• 练习题目:
1 - 根据正文回答：
(a) 要把字符串转换为日期对象，正文使用了模块datetime中的哪个方法？
(b) 按正文表格，实参%I表示什么？
(c) 在"在图表中添加日期"的代码中，打开的文件名是什么？
2 - 接续关于Python日期字符串转换的那篇正文，从它停下的地方往下写。

• 正文:
....

读取日期数据时，获得的是一个字符串，因为我们需要想办法将字符串'2014-7-1'转换为一个表示相应日期的对象。

为创建一个表示2014年7月1日的对象，可使用模块datetime中的方法strptime()。

python 复制代码

>>> from datetime import datetime
>>> first_date = datetime.strptime('2014-7-1', '%Y-%m-%d')
>>> print(first_date)
2014-07-01 00:00:00

我们首先导入了模块datetime中的datetime类，然后调用方法strptime()，并将包含所需日期的字符串作为第一个实参。第二个实参告诉Python如何设置日期的格式。

|----|---------------------|
| 实参 | 含义 |
| %A | 星期名，如Monday |
| %B | 月份名，如May |
| %m | 用数字表示的月份（01~12） |
| %d | 用数字表示月份中的一天（01~31） |
| %Y | 四位的年份，如2015 |
| %y | 两位的年份，如15 |
| %H | 24小时制的小时数（00~23） |
| %I | 12小时制的小时数（01~12） |
| %p | am或pm |
| %M | 分钟数（00~59） |
| %S | 秒数（00~59） |

（6）在图表中添加日期

python 复制代码

import csv
from datetime import datetime
from matplotlib import pyplot as plt

# 从文件中获取日期和最高气温
filename = 'sitka_weather_07-2014.csv'
with open(filename) as f:
    reader = csv.reader(f)
    header_row = next(reader)
    dates, highs = [], []
    for row in reader:
        current_date = datetime.strptime(row[0], "%Y-%m-%d")

....

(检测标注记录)
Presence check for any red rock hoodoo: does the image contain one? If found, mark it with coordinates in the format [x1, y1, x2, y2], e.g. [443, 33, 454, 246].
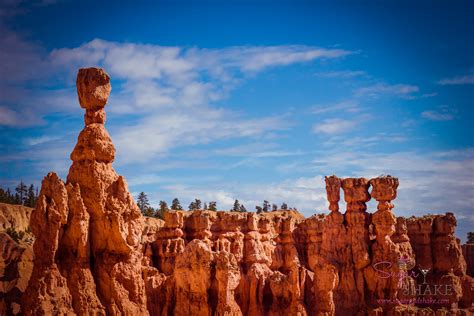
[21, 68, 474, 316]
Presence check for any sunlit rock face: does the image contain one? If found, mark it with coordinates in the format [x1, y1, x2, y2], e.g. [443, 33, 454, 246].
[16, 68, 473, 316]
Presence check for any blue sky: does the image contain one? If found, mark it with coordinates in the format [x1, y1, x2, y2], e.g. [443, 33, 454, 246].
[0, 1, 474, 239]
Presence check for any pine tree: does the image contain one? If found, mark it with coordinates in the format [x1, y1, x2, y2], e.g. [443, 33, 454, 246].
[15, 181, 28, 204]
[155, 201, 169, 219]
[467, 232, 474, 244]
[208, 201, 217, 212]
[188, 199, 201, 211]
[171, 198, 183, 211]
[25, 184, 36, 207]
[262, 200, 270, 212]
[231, 200, 240, 212]
[143, 206, 155, 217]
[137, 192, 150, 216]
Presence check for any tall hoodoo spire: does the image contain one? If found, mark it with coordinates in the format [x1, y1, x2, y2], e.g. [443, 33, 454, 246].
[24, 68, 148, 315]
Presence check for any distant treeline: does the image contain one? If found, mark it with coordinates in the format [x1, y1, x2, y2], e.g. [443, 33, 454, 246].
[137, 192, 296, 219]
[0, 181, 38, 207]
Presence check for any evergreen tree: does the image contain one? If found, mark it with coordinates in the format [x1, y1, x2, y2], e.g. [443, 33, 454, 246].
[188, 199, 201, 211]
[467, 232, 474, 244]
[209, 201, 217, 212]
[25, 184, 36, 207]
[143, 206, 155, 217]
[137, 192, 150, 216]
[15, 181, 28, 204]
[11, 193, 21, 204]
[262, 200, 270, 212]
[171, 198, 183, 211]
[231, 200, 240, 212]
[155, 201, 169, 219]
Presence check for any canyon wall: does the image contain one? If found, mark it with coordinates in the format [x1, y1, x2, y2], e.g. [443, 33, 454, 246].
[5, 68, 473, 316]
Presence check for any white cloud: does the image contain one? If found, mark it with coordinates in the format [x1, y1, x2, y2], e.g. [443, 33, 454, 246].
[312, 100, 361, 114]
[438, 75, 474, 86]
[312, 118, 357, 134]
[421, 105, 457, 121]
[354, 83, 420, 99]
[316, 70, 367, 79]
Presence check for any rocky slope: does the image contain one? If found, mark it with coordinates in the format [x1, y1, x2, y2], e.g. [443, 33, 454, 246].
[0, 203, 33, 315]
[0, 68, 474, 316]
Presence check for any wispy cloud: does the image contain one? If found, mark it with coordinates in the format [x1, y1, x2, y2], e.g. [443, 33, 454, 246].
[438, 75, 474, 86]
[421, 105, 457, 121]
[312, 100, 361, 114]
[354, 83, 420, 99]
[312, 118, 357, 134]
[312, 114, 371, 135]
[315, 70, 367, 79]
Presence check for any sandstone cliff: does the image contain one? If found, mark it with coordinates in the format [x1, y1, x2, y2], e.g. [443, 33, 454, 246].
[2, 68, 473, 316]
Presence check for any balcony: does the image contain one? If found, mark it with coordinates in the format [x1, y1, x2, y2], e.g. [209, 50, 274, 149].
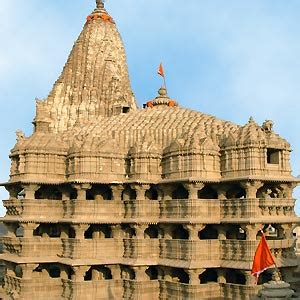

....

• 练习答案:
1 -
(a) strptime()
(b) 12小时制的小时数（01~12）
(c) sitka_weather_07-2014.csv

2 -
        dates.append(current_date)
        highs.append(int(row[1]))
# 根据数据绘制图形
fig = plt.figure(dpi=128, figsize=(10, 6))
plt.plot(dates, highs, c='red')
# 设置图形的格式
plt.title("Daily high temperatures, July 2014", fontsize=24)
plt.xlabel('', fontsize=16)
fig.autofmt_xdate()
plt.ylabel("Temperature (F)", fontsize=16)
plt.tick_params(axis='both', which='major', labelsize=16)
plt.show()

我们调用了fig.autofmt_xdate()来绘制斜的日期标签，以免它们彼此重叠。

（7）再绘制一个数据系列

python 复制代码

import csv
from datetime import datetime
from matplotlib import pyplot as plt

# 从文件中获取日期和最高气温
filename = 'sitka_weather_2014.csv'
with open(filename) as f:
    reader = csv.reader(f)
    header_row = next(reader)
    dates, highs,lows = [], [],[]
    for row in reader:
        current_date = datetime.strptime(row[0], "%Y-%m-%d")
        dates.append(current_date)
        highs.append(int(row[1]))
        lows.append(int(row[3]))
# 根据数据绘制图形
fig = plt.figure(dpi=128, figsize=(10, 6))
plt.plot(dates, highs, c='red')
plt.plot(dates, lows, c='blue')
# 设置图形的格式
plt.title("Daily high and low temperatures - 2014", fontsize=24)
plt.xlabel('', fontsize=16)
fig.autofmt_xdate()
plt.ylabel("Temperature (F)", fontsize=16)
plt.tick_params(axis='both', which='major', labelsize=16)
plt.show()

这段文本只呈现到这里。